* _CONSIGNE 1_
Répondez à ces questions sur le discours du BSIF :
(a) Quel poste Tolga Yalkin occupe-t-il ?
(b) Lors de quelle conférence se tient la table ronde ?
(c) Quelles banques le modérateur cite-t-il parmi les faillites de 2023 ?
* _CONSIGNE 2_
Poursuivez le discours du BSIF après la dernière phrase présentée.

* _EXTRAIT DU TEXTE_

Renforcement des fondements et adaptation à un paysage de risque dynamique – Favoriser les fondements d’une saine surveillance

Discours - Washington -

Tolga Yalkin, surintendant auxiliaire du Secteur des mesures de réglementation du BSIF, participe à une table ronde intitulée Renforcement des fondements et adaptation à un paysage de risque dynamique – Séance 3 : Favoriser les fondements d’une saine surveillance (Strengthening Fundamentals and Adapting to a Dynamic Risk Landscape – Session 3: Fostering the Foundations of Sound Supervision) à la 23e conférence internationale annuelle sur les défis liés aux politiques du secteur financier (Annual International Conference on Policy Challenges for the Financial Sector)

Modérateur :

En Europe et aux États-Unis, le secteur bancaire a connu des bouleversements importants en 2023, notamment les faillites de grandes banques telles que Silicon Valley Bank, First Republic, Signature Bank et Credit Suisse. À votre avis, quelles sont les leçons à tirer de ces événements, en particulier dans le contexte de la coopération internationale?

* _DONNÉES_

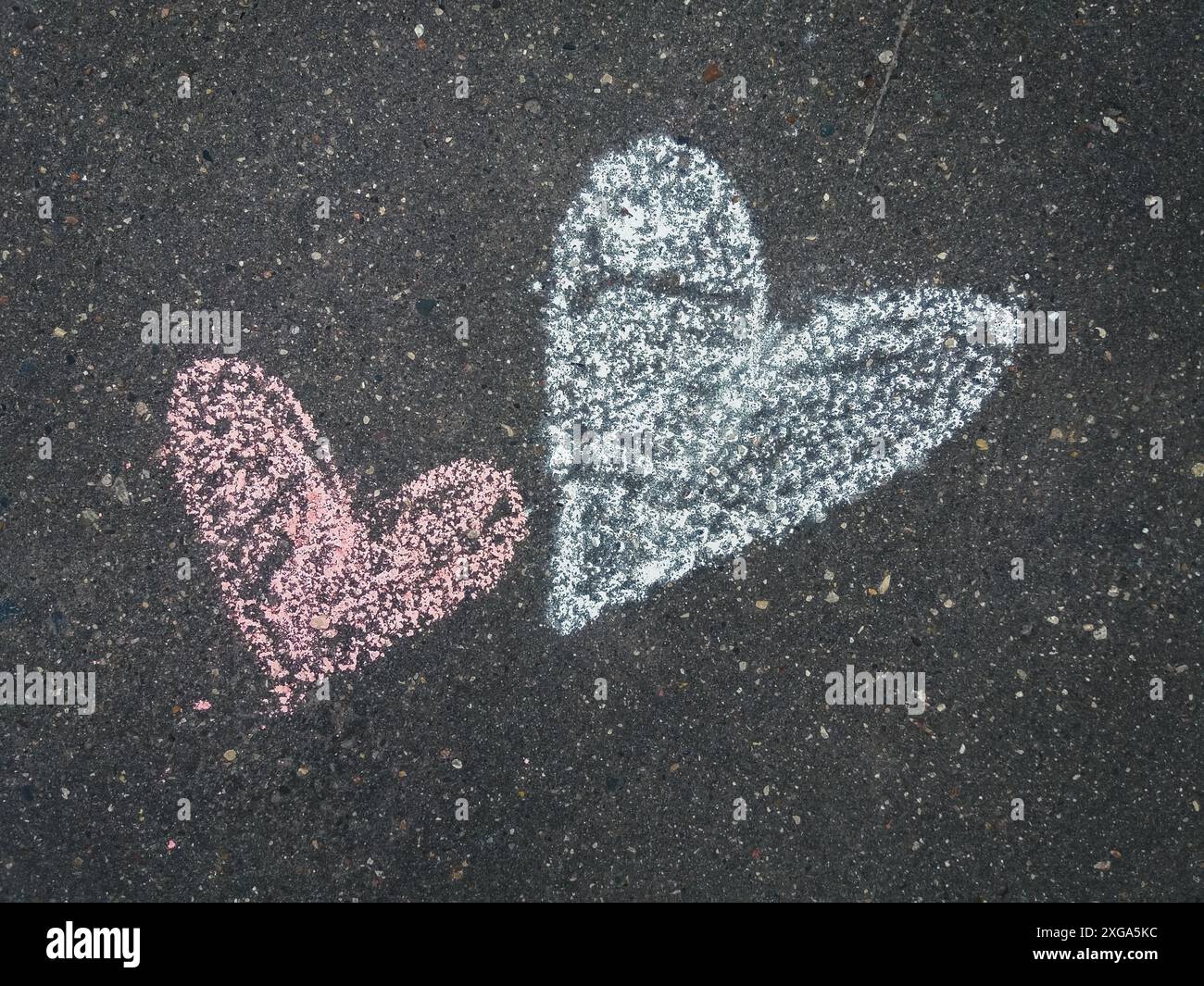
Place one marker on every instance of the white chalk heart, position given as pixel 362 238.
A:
pixel 684 421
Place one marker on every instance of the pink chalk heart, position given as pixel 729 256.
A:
pixel 314 586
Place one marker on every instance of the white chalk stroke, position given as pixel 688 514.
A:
pixel 658 321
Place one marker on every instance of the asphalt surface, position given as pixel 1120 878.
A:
pixel 714 686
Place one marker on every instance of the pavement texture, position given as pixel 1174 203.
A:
pixel 1038 690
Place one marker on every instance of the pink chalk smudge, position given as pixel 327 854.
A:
pixel 313 586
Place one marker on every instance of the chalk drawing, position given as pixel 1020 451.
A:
pixel 314 586
pixel 658 321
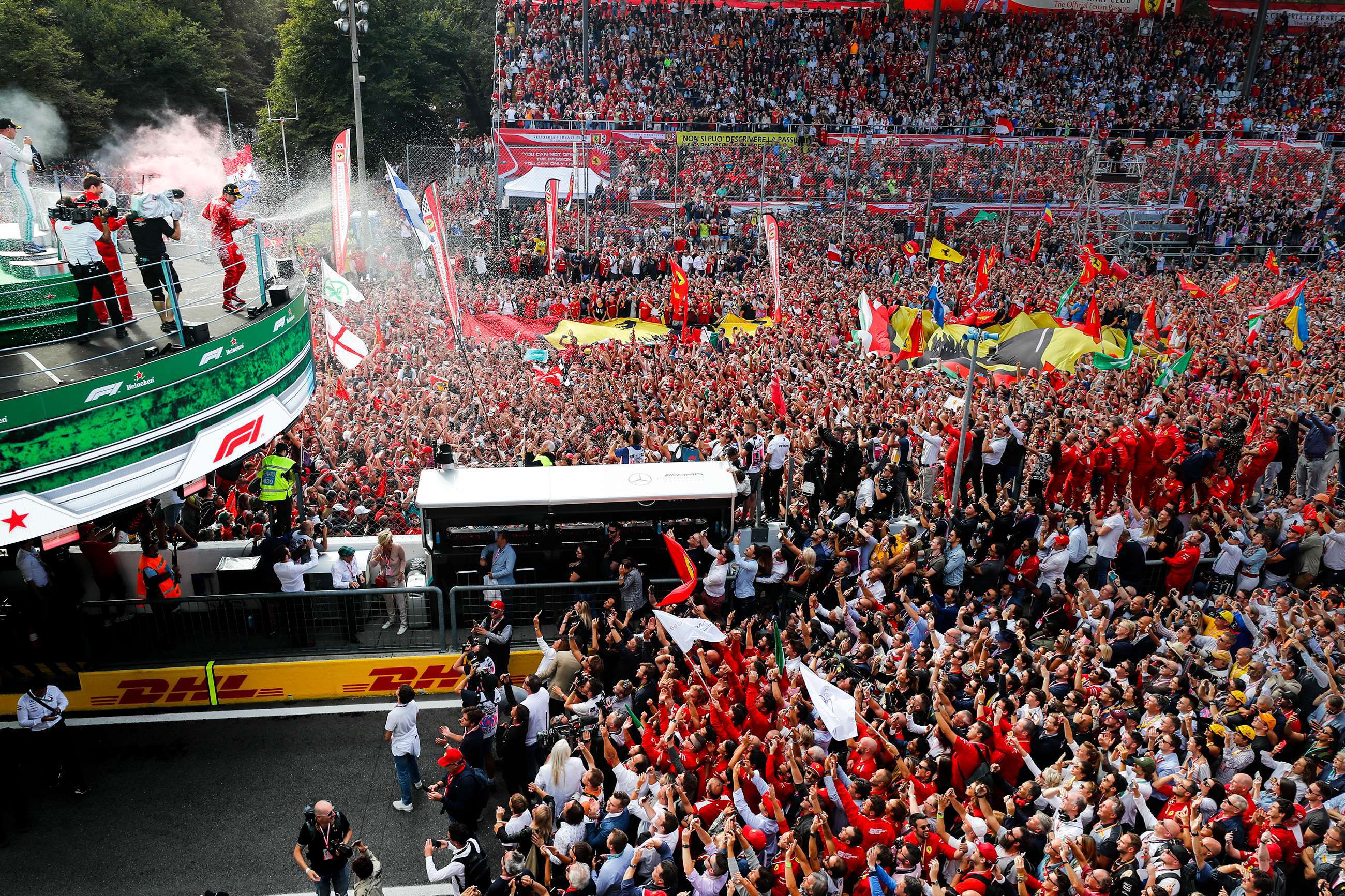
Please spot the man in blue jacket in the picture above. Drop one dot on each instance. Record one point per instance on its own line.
(1310, 472)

* _RÉPONSE ATTENDUE 1_
(a) Surintendant auxiliaire du Secteur des mesures de réglementation du BSIF.
(b) La 23e conférence internationale annuelle sur les défis liés aux politiques du secteur financier.
(c) Silicon Valley Bank, First Republic, Signature Bank et Credit Suisse.

* _RÉPONSE ATTENDUE 2_
Surintendant auxiliaire Tolga Yalkin :

  • Bien qu’il y ait plusieurs leçons à tirer de cette expérience, il y en a peu qui valent la peine d’être soulignées.
  • Premièrement, une intervention opportune et décisive peut étouffer dans l’œuf une crise, et même l’empêcher de s’aggraver si elle se concrétise. En d’autres termes, les retards dans la résolution des vulnérabilités repérées peuvent contribuer à des faillites. Des mesures proactives et rapides sont nécessaires pour stabiliser les institutions avant que les problèmes ne deviennent critiques. Les organismes de réglementation gagneraient à améliorer leurs mécanismes de surveillance et d’intervention afin d’agir rapidement face aux risques cernés et émergents.
  • Pour ce faire, les surveillants doivent avoir la volonté et le pouvoir de prendre des mesures décisives aux premiers signes d’un problème. Ils doivent notamment avoir la « volonté d’agir et d’influencer » et la capacité de communiquer rapidement avec les institutions financières pour cerner et atténuer les risques avant qu’ils ne s’aggravent. Des mesures rapides et décisives peuvent aider à stabiliser les institutions et à maintenir la confiance des marchés.
  • Il est essentiel d’assurer un suivi approfondi des lacunes cernées et des mesures correctives pour garantir une surveillance efficace. Les organismes de contrôle doivent tenir des dossiers complets de leurs constatations et de leurs mesures, surveiller régulièrement la mise en œuvre des mesures correctives et poursuivre l’amélioration continue des pratiques de surveillance. En bref, la diligence favorise la stabilité.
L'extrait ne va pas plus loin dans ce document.